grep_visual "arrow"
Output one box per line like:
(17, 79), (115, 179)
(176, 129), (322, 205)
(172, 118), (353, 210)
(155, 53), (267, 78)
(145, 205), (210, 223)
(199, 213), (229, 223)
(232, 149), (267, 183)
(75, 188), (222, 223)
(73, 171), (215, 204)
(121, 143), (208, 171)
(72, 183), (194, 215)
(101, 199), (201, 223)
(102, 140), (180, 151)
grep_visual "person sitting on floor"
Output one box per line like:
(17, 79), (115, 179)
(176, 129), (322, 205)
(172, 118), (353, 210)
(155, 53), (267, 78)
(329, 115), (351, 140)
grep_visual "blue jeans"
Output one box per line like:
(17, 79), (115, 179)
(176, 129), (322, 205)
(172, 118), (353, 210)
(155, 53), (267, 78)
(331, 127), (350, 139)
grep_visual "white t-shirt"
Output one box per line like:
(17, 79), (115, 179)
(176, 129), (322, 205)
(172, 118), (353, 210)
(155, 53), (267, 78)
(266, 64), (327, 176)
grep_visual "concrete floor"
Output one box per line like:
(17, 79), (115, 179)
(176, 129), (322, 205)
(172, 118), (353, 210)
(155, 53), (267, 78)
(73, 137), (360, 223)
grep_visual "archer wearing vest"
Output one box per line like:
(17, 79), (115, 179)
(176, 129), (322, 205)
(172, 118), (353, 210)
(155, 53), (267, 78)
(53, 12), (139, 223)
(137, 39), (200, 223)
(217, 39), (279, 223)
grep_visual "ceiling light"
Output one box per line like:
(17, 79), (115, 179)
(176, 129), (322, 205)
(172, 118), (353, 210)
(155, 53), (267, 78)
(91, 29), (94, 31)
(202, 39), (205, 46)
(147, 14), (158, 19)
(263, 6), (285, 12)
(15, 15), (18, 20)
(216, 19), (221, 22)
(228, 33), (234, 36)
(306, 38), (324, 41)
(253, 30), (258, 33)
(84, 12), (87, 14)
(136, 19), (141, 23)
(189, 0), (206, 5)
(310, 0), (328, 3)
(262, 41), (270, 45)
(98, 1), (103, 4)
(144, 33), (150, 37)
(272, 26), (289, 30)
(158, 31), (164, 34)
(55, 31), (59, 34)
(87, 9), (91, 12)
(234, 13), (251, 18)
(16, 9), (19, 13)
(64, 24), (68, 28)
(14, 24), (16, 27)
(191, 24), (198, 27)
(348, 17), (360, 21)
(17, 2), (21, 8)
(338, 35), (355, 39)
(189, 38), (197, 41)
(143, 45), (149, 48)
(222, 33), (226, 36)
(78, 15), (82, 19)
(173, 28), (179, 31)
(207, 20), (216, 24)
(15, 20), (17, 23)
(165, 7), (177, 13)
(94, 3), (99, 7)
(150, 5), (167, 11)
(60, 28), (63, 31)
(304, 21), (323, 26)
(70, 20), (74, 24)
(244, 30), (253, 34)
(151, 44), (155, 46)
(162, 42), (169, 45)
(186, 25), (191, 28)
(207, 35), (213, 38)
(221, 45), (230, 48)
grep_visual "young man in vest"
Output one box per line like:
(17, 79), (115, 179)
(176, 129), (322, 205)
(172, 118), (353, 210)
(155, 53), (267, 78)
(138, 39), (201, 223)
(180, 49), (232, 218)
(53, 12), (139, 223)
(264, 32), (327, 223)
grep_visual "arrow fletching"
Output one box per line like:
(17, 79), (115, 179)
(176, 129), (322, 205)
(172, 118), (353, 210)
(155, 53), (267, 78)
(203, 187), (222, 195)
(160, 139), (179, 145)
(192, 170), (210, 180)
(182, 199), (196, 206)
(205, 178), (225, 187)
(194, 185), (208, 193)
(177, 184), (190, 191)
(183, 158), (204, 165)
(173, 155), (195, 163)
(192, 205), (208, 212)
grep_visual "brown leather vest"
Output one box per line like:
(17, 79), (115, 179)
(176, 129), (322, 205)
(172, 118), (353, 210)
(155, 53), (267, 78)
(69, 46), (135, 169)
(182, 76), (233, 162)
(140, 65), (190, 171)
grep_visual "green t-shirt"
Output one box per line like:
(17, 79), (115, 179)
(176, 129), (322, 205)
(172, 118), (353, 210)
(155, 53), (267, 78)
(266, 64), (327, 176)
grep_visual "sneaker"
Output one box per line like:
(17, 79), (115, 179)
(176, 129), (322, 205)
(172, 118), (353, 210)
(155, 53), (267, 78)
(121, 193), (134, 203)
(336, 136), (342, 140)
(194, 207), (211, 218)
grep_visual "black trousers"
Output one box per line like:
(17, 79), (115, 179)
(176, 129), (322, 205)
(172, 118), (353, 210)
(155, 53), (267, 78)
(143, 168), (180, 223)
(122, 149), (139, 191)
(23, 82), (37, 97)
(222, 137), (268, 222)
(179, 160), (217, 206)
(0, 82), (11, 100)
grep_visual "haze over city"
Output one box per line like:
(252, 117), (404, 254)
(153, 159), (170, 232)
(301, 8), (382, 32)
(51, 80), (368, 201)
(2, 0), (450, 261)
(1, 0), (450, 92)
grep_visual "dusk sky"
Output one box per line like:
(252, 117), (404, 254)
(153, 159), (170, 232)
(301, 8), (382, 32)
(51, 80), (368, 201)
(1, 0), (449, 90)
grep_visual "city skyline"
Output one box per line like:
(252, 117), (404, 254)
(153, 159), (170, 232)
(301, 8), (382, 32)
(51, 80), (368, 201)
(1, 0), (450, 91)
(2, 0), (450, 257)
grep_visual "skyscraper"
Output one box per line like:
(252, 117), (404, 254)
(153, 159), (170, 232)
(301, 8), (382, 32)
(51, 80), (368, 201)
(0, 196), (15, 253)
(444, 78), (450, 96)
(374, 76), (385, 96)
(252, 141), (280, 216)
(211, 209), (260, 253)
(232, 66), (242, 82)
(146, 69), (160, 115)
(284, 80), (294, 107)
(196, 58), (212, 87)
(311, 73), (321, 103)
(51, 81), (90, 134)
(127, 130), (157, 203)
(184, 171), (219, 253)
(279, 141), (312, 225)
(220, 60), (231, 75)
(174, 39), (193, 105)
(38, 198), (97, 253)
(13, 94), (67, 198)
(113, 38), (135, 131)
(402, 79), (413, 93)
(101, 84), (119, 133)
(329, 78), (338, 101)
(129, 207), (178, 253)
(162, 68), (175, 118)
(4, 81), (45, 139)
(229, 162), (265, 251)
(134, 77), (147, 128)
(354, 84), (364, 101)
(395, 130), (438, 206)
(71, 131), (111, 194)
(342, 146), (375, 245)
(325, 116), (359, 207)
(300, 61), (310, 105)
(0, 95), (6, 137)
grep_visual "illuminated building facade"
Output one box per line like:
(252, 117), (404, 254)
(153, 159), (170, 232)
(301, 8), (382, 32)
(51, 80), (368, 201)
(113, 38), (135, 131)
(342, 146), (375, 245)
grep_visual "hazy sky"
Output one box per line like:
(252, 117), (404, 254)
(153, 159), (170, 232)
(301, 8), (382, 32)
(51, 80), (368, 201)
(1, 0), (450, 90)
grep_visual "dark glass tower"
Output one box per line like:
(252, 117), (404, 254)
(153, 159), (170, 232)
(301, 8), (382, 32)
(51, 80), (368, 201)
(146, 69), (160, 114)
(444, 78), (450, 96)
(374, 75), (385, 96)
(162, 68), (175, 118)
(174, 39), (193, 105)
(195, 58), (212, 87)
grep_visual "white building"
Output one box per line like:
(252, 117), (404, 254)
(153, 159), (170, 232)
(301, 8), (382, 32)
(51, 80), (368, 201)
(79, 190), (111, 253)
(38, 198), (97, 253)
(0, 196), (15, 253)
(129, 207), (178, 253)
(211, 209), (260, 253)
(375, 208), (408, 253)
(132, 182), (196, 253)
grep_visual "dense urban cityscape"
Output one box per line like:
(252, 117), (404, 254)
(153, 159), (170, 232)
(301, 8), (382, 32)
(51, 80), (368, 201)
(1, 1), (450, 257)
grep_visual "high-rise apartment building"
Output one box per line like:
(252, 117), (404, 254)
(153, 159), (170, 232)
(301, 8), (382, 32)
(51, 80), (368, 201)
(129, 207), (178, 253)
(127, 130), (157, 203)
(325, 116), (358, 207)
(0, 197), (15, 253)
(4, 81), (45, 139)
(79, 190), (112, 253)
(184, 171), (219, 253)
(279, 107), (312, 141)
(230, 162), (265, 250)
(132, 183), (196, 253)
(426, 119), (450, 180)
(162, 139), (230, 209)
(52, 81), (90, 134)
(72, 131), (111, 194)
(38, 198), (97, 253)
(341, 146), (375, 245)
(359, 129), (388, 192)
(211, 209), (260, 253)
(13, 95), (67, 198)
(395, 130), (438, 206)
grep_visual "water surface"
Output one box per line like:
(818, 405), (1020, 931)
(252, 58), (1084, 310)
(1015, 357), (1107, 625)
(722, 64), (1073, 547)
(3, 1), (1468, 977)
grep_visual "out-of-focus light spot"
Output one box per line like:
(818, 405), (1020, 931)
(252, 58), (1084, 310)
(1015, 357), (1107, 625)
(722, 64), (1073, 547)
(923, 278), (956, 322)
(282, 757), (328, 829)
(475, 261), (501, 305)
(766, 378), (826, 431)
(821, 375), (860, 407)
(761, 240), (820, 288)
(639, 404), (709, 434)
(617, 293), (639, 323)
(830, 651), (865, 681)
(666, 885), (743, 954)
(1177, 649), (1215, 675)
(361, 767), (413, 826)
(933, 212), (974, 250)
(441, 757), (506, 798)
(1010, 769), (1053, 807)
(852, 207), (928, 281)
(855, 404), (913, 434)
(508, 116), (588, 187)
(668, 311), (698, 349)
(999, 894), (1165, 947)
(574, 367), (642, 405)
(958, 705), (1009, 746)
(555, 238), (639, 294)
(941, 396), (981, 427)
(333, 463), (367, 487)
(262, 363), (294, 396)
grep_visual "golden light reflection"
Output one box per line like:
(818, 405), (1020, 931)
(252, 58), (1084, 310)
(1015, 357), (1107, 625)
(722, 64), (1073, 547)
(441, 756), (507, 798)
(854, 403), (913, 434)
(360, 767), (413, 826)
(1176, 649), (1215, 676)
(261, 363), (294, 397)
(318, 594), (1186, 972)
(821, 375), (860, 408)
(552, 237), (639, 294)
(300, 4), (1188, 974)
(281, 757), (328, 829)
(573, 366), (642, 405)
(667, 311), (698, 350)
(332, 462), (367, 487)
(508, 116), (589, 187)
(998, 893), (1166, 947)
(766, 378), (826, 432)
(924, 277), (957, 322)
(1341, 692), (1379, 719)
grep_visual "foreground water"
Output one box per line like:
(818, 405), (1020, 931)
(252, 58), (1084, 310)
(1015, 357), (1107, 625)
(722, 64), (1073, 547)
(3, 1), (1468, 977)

*-*-*

Would you show all lines of the material above that contain the word "building"?

▸ **Answer space**:
grep_visual "illuminated building facade"
grep_visual "white building"
grep_visual "high-rise apartment building"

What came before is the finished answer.